### TASK TO CARRY OUT
From the data below, retype exactly the lines starting with the one that contains "Target: white column" and ending with the one that contains "Practice step: put a point on each instance of the red", both included.

### SOURCE INFORMATION
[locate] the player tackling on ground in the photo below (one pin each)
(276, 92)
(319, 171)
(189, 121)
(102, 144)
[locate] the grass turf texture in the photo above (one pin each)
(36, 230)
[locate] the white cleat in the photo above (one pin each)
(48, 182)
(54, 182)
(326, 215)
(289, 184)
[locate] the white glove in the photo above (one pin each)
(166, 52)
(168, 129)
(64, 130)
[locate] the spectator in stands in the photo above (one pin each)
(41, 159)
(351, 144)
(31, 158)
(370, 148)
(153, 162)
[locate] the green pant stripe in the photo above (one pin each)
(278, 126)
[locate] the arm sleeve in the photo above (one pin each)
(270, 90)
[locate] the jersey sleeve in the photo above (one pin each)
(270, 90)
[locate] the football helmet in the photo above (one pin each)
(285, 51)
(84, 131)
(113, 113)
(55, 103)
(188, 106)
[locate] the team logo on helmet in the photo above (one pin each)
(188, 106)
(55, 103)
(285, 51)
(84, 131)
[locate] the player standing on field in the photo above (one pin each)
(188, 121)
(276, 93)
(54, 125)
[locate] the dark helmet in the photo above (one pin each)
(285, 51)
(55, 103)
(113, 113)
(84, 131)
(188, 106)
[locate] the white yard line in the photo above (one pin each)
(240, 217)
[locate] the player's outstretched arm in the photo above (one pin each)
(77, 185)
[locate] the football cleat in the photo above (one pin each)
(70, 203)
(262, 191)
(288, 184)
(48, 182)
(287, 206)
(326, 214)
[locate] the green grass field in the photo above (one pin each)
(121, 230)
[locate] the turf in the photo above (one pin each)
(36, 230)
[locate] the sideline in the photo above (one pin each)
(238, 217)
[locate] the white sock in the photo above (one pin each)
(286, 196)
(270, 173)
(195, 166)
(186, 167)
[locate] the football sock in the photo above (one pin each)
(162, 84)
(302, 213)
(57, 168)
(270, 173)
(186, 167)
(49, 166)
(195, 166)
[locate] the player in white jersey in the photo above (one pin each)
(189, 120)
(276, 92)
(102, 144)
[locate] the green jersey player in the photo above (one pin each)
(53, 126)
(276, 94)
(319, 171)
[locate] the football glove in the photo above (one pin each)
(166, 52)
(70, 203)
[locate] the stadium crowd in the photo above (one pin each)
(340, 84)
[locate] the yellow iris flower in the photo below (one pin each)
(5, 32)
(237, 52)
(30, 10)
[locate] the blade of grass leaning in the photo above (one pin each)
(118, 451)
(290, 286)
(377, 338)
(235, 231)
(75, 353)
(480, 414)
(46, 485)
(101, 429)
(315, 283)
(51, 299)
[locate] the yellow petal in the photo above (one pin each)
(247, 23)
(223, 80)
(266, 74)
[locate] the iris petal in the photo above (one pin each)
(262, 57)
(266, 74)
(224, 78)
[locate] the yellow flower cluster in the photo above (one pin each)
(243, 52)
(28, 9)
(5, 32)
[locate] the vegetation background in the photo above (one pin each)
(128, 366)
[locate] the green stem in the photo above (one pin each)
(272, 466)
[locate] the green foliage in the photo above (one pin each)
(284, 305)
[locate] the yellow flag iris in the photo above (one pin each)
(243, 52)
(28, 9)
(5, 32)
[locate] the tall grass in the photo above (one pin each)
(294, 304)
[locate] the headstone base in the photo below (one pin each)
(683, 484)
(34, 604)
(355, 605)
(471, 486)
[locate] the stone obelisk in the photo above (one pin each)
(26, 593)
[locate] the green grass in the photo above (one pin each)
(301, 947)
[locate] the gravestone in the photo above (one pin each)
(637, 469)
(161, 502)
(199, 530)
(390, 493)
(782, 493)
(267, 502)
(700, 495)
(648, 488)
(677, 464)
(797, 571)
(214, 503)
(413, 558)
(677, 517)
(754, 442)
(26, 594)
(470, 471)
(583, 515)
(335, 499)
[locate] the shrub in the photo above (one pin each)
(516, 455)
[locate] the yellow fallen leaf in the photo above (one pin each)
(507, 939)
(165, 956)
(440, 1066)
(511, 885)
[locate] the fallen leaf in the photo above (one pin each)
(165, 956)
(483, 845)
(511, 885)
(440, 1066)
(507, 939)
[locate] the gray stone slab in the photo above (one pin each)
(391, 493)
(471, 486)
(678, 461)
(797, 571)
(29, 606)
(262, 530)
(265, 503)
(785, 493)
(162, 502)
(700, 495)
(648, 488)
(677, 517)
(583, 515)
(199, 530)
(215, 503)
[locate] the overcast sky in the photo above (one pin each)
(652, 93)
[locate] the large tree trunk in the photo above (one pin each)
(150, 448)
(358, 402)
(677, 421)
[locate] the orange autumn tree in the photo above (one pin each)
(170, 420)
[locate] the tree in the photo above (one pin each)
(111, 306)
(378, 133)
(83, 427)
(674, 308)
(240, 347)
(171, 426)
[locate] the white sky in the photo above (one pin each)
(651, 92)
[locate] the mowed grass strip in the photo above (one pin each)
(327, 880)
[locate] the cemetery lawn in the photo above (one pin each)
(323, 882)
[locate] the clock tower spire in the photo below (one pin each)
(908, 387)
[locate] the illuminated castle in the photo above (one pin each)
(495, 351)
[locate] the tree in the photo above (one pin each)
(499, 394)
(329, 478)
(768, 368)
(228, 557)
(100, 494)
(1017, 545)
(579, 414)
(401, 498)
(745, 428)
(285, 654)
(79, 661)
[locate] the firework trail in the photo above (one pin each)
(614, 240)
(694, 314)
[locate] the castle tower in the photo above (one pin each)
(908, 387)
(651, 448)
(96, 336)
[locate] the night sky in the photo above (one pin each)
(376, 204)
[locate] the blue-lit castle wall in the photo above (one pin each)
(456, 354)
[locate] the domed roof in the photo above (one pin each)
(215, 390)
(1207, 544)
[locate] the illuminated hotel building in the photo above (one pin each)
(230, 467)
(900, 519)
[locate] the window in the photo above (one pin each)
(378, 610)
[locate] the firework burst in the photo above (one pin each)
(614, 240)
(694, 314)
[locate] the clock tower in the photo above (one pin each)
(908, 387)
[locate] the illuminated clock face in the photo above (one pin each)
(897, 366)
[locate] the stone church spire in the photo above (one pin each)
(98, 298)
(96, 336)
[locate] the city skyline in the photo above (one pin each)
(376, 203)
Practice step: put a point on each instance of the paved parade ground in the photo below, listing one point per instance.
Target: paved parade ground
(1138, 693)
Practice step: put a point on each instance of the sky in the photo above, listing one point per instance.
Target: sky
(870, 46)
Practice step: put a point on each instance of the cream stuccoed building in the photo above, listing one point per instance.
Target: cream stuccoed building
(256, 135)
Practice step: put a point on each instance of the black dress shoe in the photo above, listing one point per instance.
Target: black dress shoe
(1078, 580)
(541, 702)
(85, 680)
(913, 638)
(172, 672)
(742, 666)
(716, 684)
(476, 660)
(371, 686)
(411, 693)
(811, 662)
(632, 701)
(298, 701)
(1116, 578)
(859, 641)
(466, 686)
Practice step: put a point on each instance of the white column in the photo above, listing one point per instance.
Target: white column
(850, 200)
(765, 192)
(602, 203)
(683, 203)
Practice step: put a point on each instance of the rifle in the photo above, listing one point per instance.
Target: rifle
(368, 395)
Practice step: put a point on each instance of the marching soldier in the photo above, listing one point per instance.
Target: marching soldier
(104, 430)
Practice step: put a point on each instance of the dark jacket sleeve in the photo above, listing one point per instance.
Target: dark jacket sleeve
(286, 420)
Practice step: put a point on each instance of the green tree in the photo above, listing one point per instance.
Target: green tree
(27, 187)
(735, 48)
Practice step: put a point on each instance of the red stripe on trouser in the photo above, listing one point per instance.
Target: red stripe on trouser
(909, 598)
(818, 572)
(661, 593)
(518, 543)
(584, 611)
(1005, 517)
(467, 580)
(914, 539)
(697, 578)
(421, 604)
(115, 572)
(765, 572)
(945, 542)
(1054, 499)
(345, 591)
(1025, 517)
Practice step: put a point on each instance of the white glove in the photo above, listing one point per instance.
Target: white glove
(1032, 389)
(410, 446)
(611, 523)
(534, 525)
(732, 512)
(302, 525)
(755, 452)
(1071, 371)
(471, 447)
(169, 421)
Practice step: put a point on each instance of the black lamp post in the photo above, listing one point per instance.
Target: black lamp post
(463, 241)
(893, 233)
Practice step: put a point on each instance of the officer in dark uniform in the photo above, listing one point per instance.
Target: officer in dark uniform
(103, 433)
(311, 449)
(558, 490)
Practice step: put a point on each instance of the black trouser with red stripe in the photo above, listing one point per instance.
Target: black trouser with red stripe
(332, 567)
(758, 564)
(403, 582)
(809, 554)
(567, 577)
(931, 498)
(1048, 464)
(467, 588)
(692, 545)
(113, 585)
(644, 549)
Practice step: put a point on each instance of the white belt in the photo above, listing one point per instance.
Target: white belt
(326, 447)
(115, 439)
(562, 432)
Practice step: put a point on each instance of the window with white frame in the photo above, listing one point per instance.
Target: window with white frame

### RESPONSE
Target: white column
(850, 200)
(765, 192)
(602, 203)
(683, 203)
Practice step: put a point on each instance of the rifle in the photo above, listing one point per instance.
Target: rifle
(368, 395)
Practice step: put a point on each instance of the marching soldier in the photo above, listing one point per instance.
Target: marching soldier
(104, 430)
Practice step: put a point on each instance of the dark jacket sleeve in the photo above, listing one point per instance.
Target: dark jacket sleeve
(286, 420)
Practice step: put a point on each instance of the green tree in the photo above, listing one point per instance.
Target: green tree
(27, 187)
(735, 48)
Practice step: put a point on each instance of the red stripe on trouser in the photo above, listing one point per instance.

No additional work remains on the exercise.